— START OF Listed records —

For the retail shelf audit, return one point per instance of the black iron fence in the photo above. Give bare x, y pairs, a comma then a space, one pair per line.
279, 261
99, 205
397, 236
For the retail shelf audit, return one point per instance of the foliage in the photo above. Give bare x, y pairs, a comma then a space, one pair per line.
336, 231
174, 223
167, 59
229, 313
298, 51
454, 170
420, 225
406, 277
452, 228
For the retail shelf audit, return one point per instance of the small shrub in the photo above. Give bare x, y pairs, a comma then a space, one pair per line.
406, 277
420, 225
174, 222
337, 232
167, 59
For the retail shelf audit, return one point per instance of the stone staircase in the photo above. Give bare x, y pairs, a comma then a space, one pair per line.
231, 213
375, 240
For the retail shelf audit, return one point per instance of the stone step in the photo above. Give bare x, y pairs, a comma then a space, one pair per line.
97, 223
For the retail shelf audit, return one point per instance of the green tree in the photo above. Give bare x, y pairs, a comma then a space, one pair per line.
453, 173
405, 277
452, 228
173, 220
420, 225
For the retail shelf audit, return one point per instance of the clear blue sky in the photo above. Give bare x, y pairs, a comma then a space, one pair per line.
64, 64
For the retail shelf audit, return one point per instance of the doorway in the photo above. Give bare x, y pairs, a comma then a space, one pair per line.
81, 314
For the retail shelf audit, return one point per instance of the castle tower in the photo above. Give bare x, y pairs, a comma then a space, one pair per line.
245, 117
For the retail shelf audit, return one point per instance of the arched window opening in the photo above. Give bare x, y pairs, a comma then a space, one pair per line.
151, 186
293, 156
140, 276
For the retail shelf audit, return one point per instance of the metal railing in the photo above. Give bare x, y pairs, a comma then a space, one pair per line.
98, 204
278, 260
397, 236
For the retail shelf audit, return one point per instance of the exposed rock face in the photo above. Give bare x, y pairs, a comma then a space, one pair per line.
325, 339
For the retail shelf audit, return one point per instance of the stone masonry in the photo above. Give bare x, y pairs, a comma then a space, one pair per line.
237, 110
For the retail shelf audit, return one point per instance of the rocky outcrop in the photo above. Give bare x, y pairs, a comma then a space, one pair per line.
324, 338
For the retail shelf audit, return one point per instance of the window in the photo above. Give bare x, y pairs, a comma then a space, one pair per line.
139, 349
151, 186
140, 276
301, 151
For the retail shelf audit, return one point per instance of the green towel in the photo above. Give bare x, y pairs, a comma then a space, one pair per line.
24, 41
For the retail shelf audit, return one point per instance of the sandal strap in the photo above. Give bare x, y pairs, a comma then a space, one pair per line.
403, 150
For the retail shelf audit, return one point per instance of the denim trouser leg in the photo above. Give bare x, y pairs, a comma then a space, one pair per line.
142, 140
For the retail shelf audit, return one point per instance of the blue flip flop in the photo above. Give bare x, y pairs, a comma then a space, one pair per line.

— END OF Listed records —

◆ Given request ◆
Reproduce every entry above word for word, line by line and in the same order.

◆ Right answer ◆
For the retail shelf audit, return one point per instance of the black iron fence in the photo above. Give bare x, y pairs, a comma then a space, one pair per line.
279, 261
99, 205
397, 236
For the retail shelf audit, return one point per instance of the foliage in the photo above. Give bare x, y pairs, a comma then a space, one pair per line.
336, 231
174, 223
167, 59
229, 313
298, 51
454, 170
420, 225
406, 277
452, 228
For the retail shelf audit, return one point per instance of the small shrub in the photo above. Give bare x, y pairs, a comma then a space, one pair per line.
406, 277
420, 225
174, 222
337, 232
167, 59
For the retail shelf audit, return one point per instance of the stone staircase in the photo above. Give bare x, y pairs, a comma then a space, one pair per line.
231, 213
375, 240
For the retail shelf audit, return one point per instance of the stone step in the photo above. Give bare x, y pairs, a comma then a space, one pair per line.
97, 223
For the retail shelf audit, return one point per instance of the green tree in the photo above. Give bare x, y pairs, a comma then a space, one pair per line.
453, 173
405, 277
452, 228
173, 220
420, 225
For the retail shelf audit, return one point per instance of the clear blue sky in the photo above. Give bare x, y pairs, a comma then a space, one pair per line.
64, 64
For the retail shelf audit, return one point per instance of the doorway in the photo above. Give bare x, y pairs, a comma then a space, one pair per line.
81, 314
For the retail shelf audit, return one point per instance of the castle tower in the photo above. Give bare x, y pairs, a comma then a space, one pair per line.
245, 117
For the retail shelf audit, return one point per instance of the arched window opening in the photo above. Give bare x, y pairs, a comma then a space, one pair per line.
151, 186
293, 156
140, 276
For the retail shelf audit, return one point per instance of the metal railing in the photo above. Give bare x, y pairs, a comma then a space, one pair per line.
98, 204
278, 260
397, 236
For the retail shelf audit, return one point per instance of the exposed rock face in the photo above. Give bare x, y pairs, a comma then a space, one pair per line.
325, 339
For the retail shelf audit, return one point per instance of the stone masonry in the photo above. Give bare x, y pairs, a comma then a space, one pair per line.
237, 110
For the retail shelf audit, return one point per instance of the rocky outcrop in the photo above. Give bare x, y pairs, a comma then a space, one pair per line.
324, 338
For the retail shelf audit, return one point per instance of the window in the photo above. Give bare x, y pairs, a comma then a space, one pair per line.
139, 349
151, 186
140, 276
301, 151
For the retail shelf audit, return one point per instance of the green towel in the photo above. Give bare x, y pairs, a comma then a space, one pair per line.
24, 41
For the retail shelf audit, return one point per instance of the sandal strap in the photo above. Give bare x, y pairs, a comma then a space, one pair per line.
403, 150
For the retail shelf audit, return one point per instance of the denim trouser leg in the photo above. Give bare x, y pairs, a comma then a space, one pair per line.
142, 140
For the retail shelf audit, return one point per instance of the blue flip flop in the photo above. Give bare x, y pairs, a comma then a space, one pair per line.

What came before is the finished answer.